What is required
On how many lines of these entries does the word "ground" occur? State the number alone.

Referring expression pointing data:
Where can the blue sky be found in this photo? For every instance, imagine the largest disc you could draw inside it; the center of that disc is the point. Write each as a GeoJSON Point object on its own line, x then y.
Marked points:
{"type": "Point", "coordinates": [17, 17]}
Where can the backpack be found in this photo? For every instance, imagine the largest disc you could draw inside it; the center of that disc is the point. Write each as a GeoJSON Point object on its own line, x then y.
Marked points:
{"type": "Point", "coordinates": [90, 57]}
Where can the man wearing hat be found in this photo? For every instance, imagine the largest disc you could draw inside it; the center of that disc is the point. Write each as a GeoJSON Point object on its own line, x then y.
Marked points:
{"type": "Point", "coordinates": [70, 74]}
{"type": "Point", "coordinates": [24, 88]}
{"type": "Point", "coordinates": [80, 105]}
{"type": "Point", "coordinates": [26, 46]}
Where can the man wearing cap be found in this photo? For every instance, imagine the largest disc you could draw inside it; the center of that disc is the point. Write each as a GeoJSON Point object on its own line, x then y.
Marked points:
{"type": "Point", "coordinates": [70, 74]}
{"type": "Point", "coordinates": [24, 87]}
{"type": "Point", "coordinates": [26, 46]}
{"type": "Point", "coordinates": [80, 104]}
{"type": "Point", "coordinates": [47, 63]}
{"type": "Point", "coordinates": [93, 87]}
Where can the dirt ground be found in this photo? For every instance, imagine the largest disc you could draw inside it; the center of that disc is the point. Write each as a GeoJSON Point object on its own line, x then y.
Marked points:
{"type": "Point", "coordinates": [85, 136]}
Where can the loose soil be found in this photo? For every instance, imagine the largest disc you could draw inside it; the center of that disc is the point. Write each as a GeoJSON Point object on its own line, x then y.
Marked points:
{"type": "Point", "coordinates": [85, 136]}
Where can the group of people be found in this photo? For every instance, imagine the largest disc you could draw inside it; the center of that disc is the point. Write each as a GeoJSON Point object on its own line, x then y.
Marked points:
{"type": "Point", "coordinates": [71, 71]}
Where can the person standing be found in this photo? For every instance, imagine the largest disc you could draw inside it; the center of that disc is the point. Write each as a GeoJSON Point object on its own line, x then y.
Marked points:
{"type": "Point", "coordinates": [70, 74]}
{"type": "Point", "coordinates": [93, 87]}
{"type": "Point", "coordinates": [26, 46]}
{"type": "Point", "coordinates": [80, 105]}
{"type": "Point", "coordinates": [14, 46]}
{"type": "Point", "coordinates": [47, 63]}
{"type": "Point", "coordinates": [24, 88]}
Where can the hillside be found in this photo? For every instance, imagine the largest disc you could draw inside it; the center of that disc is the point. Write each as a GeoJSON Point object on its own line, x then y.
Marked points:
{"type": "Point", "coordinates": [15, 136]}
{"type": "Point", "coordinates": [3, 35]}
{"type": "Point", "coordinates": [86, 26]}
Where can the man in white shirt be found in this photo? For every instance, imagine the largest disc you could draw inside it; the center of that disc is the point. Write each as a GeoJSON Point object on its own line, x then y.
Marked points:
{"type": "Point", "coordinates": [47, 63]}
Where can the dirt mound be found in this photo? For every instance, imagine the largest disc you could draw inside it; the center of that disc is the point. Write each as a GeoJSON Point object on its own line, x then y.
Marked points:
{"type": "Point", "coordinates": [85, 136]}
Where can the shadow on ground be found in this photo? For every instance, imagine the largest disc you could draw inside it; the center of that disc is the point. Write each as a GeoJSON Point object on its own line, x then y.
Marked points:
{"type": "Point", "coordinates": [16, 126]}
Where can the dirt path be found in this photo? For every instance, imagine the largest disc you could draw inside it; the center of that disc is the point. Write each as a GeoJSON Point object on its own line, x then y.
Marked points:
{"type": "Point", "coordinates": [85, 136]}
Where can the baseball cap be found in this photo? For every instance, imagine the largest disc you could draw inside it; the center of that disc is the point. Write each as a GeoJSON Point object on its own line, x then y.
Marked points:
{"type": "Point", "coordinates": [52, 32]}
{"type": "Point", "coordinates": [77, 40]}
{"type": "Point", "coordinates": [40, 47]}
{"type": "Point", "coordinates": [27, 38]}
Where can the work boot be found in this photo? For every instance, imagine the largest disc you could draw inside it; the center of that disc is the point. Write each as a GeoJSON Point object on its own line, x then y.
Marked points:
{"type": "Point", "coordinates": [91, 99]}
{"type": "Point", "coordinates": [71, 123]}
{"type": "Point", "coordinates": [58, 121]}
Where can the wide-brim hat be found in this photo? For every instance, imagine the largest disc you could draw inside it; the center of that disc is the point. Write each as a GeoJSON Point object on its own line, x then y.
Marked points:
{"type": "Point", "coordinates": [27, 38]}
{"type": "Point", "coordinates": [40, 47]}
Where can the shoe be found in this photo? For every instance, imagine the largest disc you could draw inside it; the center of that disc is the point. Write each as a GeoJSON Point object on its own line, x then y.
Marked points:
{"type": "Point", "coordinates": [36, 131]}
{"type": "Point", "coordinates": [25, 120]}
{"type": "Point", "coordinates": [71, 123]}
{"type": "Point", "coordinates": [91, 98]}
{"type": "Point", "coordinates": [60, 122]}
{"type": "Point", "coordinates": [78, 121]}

Answer to the exercise
2